» **To be done**: Your task is to reproduce the entries below word for word.
>> BEGIN Data listing
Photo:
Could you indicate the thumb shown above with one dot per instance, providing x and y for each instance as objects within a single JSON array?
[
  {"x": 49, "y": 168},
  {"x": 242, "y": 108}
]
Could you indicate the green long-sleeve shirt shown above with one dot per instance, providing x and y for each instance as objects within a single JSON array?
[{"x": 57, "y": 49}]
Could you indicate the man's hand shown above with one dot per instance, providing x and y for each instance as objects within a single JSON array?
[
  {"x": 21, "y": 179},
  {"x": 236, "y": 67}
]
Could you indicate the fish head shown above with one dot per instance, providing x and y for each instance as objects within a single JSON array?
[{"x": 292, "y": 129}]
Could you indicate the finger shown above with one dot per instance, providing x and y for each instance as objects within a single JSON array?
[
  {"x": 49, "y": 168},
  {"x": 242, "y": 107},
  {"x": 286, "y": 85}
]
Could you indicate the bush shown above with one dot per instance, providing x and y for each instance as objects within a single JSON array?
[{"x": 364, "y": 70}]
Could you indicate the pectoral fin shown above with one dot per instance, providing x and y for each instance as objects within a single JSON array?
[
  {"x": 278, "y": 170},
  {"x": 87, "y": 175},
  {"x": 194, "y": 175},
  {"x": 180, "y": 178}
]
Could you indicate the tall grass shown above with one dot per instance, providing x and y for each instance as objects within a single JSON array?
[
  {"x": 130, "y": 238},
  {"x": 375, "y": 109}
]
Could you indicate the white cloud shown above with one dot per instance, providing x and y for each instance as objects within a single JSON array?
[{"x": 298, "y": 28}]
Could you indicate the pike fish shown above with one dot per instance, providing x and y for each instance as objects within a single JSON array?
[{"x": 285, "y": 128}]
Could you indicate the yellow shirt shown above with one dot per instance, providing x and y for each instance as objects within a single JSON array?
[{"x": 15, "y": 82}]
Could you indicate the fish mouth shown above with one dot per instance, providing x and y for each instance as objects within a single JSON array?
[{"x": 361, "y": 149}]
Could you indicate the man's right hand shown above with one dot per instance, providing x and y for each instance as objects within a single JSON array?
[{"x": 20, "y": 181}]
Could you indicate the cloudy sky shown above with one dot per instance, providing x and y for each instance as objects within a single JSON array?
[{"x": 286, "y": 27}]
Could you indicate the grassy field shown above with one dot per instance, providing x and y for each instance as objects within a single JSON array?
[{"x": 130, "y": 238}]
>> END Data listing
» **Reply to the task**:
Photo:
Could you indicate the thumb shown above with one dot per instance, providing x and y for each instance as objects within a single JSON array?
[
  {"x": 49, "y": 168},
  {"x": 242, "y": 108}
]
Could you indicate the green long-sleeve shirt shown above with one dot per instance, providing x and y for each instance as objects within a single JSON array?
[{"x": 57, "y": 49}]
Could you indicate the man's hand shown above with one dot per instance, providing x and y for each instance as objects within a single JSON array?
[
  {"x": 21, "y": 179},
  {"x": 236, "y": 67}
]
Could you indicate the fish head shown above with one dot per instance, providing x and y for each instance as objects within a single JSON array?
[{"x": 292, "y": 129}]
Could you indicate the finger shown above with one dot per instance, providing x and y for each instance as objects within a single JSON array?
[
  {"x": 49, "y": 168},
  {"x": 242, "y": 107},
  {"x": 286, "y": 85}
]
Could you indicate the bush shown above with one dot per instance, providing x and y for each instance as objects within a single JSON array?
[{"x": 364, "y": 70}]
Could you indicate the pectoral fin shown above with one dot per instance, providing x and y for each instance as objects within a single JSON array?
[
  {"x": 278, "y": 170},
  {"x": 87, "y": 175},
  {"x": 194, "y": 175},
  {"x": 180, "y": 178}
]
Could you indicate the tall grass shown above with one dot per instance, providing x and y for each instance as objects within a single JSON array?
[
  {"x": 130, "y": 238},
  {"x": 375, "y": 109}
]
Could you indicate the white cloud shown above with one dot per instance, providing x and y for each instance as objects within a single JSON array?
[{"x": 298, "y": 28}]
Could you indicate the pike fish shown above with one dot per instance, providing x and y for each instance as objects within a single JSON array?
[{"x": 285, "y": 128}]
Could you indicate the yellow shirt shown above with one dot per instance, providing x and y for each instance as objects within a single JSON array?
[{"x": 15, "y": 82}]
Could you indicate the fish mouth shown above with one dot per instance, providing x and y for each instance as objects within a single JSON array?
[{"x": 361, "y": 149}]
Could you indicate the man's right hand shown above with one dot per instance, providing x and y for each instance as objects within a single JSON array?
[{"x": 20, "y": 181}]
Could you indicate the cloudy sky shown above with one dot per instance, providing x and y for each instance as objects within a single JSON array?
[{"x": 286, "y": 27}]
Could you indicate the grassy field shown above with one dot per instance, providing x and y for each instance as objects within a single JSON array?
[{"x": 130, "y": 238}]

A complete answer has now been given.